• _Verilen bilgiler_:
..........

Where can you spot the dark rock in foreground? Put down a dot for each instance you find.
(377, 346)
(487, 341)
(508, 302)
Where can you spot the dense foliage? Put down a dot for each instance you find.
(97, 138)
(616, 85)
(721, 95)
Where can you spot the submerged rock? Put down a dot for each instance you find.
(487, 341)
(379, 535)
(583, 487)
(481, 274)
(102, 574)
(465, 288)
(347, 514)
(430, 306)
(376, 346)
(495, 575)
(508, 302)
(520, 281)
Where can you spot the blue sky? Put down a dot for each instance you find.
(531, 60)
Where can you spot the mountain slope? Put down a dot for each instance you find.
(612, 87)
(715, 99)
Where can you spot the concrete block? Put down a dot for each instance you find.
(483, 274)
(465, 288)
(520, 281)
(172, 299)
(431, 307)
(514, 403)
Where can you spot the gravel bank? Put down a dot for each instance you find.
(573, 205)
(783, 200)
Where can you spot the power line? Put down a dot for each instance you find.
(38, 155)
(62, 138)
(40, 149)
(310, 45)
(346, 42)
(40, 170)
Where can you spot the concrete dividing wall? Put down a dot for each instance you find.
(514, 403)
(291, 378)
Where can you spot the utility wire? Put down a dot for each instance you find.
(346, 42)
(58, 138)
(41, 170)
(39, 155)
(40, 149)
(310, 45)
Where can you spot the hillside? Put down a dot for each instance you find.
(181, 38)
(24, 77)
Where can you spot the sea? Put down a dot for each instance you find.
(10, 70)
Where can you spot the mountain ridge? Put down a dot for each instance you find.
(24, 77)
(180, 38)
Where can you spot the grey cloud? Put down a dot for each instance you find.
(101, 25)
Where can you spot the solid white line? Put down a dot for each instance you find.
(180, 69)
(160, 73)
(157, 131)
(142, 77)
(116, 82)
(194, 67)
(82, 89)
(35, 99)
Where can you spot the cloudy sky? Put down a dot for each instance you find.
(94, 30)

..........

• _Alıştırma görevi_: Listenin tamamını, "Put down a dot" geçen her yere "Place a marker" yazarak güncelleyin; başka hiçbir şeyi değiştirmeyin.

• _Göreve yanıt_:
Where can you spot the dark rock in foreground? Place a marker for each instance you find.
(377, 346)
(487, 341)
(508, 302)
Where can you spot the dense foliage? Place a marker for each instance you find.
(97, 138)
(616, 85)
(721, 95)
Where can you spot the submerged rock? Place a marker for each instance you find.
(487, 341)
(379, 535)
(583, 487)
(481, 274)
(102, 574)
(465, 288)
(347, 514)
(430, 306)
(376, 346)
(495, 575)
(508, 302)
(520, 281)
Where can you spot the blue sky? Place a marker for each instance you find.
(531, 60)
Where can you spot the mountain slope? Place a marker for each instance you find.
(612, 87)
(715, 99)
Where can you spot the concrete block? Place a marker for each instance you find.
(483, 274)
(465, 288)
(520, 281)
(172, 299)
(431, 307)
(514, 403)
Where can you spot the gravel bank? Place a marker for each instance you find.
(573, 205)
(783, 200)
Where can you spot the power line? Place a marker for each instance you find.
(38, 155)
(62, 138)
(40, 149)
(310, 45)
(346, 42)
(40, 170)
Where can you spot the concrete dividing wall? Place a marker for each instance you find.
(514, 403)
(291, 378)
Where can you spot the utility wire? Place a marker for each instance you find.
(346, 42)
(58, 138)
(41, 170)
(39, 155)
(40, 149)
(310, 45)
Where can you spot the hillside? Place a marker for each instance you find.
(181, 38)
(24, 77)
Where can you spot the sea? Place a marker for each instance you find.
(10, 70)
Where can you spot the mountain ridge? Place a marker for each instance you find.
(24, 77)
(180, 38)
Where can you spot the grey cloud? Place a marker for each instance you find.
(101, 25)
Where can you spot the solid white line? Place a marker for each instance you find.
(180, 69)
(160, 73)
(157, 131)
(142, 77)
(116, 82)
(194, 67)
(82, 89)
(35, 99)
Where can you spot the cloudy sky? Place a marker for each instance you find.
(94, 30)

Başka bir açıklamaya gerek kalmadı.